> [Given task] Transcribe each record below word for word.

Region labeling entries:
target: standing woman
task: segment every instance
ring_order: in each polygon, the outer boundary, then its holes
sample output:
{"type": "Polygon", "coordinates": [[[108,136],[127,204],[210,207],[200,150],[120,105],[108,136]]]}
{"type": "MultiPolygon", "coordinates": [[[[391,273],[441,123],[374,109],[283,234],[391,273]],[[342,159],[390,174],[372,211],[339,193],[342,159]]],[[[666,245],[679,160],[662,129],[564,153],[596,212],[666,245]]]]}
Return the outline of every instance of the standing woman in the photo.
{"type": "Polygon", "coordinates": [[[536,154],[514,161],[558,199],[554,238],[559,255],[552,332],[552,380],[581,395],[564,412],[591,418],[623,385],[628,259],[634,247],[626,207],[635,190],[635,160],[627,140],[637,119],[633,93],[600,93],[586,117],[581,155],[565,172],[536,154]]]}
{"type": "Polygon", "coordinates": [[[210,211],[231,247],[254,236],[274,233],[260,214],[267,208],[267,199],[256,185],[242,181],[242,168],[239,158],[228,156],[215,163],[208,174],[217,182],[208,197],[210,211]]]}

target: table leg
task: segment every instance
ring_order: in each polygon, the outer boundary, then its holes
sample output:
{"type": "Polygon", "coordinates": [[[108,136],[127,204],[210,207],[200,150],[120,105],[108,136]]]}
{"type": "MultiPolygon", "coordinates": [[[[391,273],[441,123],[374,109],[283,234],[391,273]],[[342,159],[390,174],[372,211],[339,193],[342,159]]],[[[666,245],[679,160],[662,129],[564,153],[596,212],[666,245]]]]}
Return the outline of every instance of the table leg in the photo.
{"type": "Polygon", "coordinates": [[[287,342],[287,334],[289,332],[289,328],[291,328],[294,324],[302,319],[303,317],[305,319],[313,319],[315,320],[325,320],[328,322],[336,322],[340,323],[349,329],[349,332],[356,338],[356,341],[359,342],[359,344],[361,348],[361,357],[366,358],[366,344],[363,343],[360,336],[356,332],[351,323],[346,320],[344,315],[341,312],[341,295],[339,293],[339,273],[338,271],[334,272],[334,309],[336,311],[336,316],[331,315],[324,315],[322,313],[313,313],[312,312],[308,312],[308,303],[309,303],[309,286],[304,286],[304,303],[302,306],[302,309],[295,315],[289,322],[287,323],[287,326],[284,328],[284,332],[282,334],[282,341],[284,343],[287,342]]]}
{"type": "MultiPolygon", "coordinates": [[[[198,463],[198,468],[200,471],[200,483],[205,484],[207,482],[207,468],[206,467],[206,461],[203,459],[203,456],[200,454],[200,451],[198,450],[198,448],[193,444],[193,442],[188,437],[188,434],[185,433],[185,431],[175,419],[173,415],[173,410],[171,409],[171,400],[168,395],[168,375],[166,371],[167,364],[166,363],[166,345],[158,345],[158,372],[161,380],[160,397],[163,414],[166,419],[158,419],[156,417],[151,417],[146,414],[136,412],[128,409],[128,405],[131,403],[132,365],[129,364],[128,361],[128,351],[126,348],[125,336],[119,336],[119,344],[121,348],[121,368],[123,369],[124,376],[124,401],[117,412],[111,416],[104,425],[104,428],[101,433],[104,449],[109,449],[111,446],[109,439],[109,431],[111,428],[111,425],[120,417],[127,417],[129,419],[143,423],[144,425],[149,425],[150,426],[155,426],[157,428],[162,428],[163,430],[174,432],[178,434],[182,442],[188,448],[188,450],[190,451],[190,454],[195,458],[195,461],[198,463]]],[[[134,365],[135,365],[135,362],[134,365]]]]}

> [Written answer]
target: standing woman
task: segment every instance
ring_order: in each polygon, the outer boundary, then its holes
sample output:
{"type": "Polygon", "coordinates": [[[108,136],[127,204],[210,207],[200,150],[120,105],[108,136]]]}
{"type": "MultiPolygon", "coordinates": [[[[391,273],[441,123],[374,109],[283,234],[391,273]],[[342,159],[390,174],[372,211],[339,193],[342,159]]],[[[666,245],[679,160],[662,129],[564,153],[596,212],[666,245]]]]}
Return the outline of every instance of the standing woman in the photo.
{"type": "Polygon", "coordinates": [[[536,154],[514,161],[558,199],[554,238],[559,255],[552,332],[552,380],[581,395],[564,412],[591,418],[623,385],[628,259],[634,247],[626,207],[635,190],[635,160],[627,140],[637,119],[633,93],[600,93],[586,117],[581,155],[565,172],[536,154]]]}
{"type": "Polygon", "coordinates": [[[210,211],[231,247],[254,236],[274,233],[260,214],[267,208],[267,199],[256,185],[242,181],[242,168],[239,158],[228,156],[215,163],[208,174],[217,182],[208,197],[210,211]]]}

target: table leg
task: segment every instance
ring_order: in each polygon, the outer boundary, then its holes
sample output:
{"type": "Polygon", "coordinates": [[[108,136],[127,204],[210,207],[200,150],[120,105],[108,136]]]}
{"type": "MultiPolygon", "coordinates": [[[[391,273],[441,123],[374,109],[283,234],[391,273]],[[342,159],[390,174],[372,211],[339,193],[342,159]]],[[[666,245],[679,160],[662,129],[564,153],[596,212],[666,245]]]]}
Return the outline of every instance of the table leg in the photo.
{"type": "Polygon", "coordinates": [[[287,342],[287,334],[289,332],[289,328],[291,328],[294,324],[302,319],[303,317],[305,319],[313,319],[315,320],[325,320],[328,322],[336,322],[340,323],[349,329],[349,332],[356,338],[356,341],[359,342],[359,344],[361,348],[361,357],[366,358],[366,344],[363,343],[360,336],[356,332],[351,323],[346,320],[344,315],[341,312],[341,295],[339,293],[339,273],[338,271],[334,272],[334,309],[336,311],[336,316],[331,315],[324,315],[322,313],[313,313],[312,312],[308,312],[308,303],[309,303],[309,286],[304,286],[304,303],[302,306],[302,309],[295,315],[289,322],[287,323],[287,326],[284,328],[284,332],[282,334],[282,341],[284,343],[287,342]]]}
{"type": "MultiPolygon", "coordinates": [[[[198,463],[198,468],[200,471],[200,483],[205,484],[207,482],[207,468],[206,467],[206,461],[203,459],[203,456],[200,454],[200,451],[198,450],[198,448],[193,444],[193,442],[188,437],[188,434],[185,433],[185,431],[175,419],[173,415],[173,410],[171,409],[171,400],[168,395],[168,375],[166,371],[167,364],[166,363],[166,345],[158,345],[158,372],[161,380],[160,397],[163,414],[166,419],[158,419],[156,417],[151,417],[146,414],[136,412],[128,409],[128,405],[131,403],[132,365],[129,364],[128,361],[128,351],[126,348],[125,336],[119,336],[119,344],[121,348],[121,368],[123,369],[124,376],[124,401],[117,412],[111,416],[104,425],[104,428],[101,433],[104,449],[109,449],[111,446],[109,439],[109,431],[111,428],[111,425],[120,417],[127,417],[129,419],[143,423],[144,425],[149,425],[150,426],[155,426],[157,428],[162,428],[163,430],[174,432],[178,434],[182,442],[188,448],[188,450],[190,451],[190,454],[195,458],[195,461],[198,463]]],[[[134,365],[135,365],[135,362],[134,365]]]]}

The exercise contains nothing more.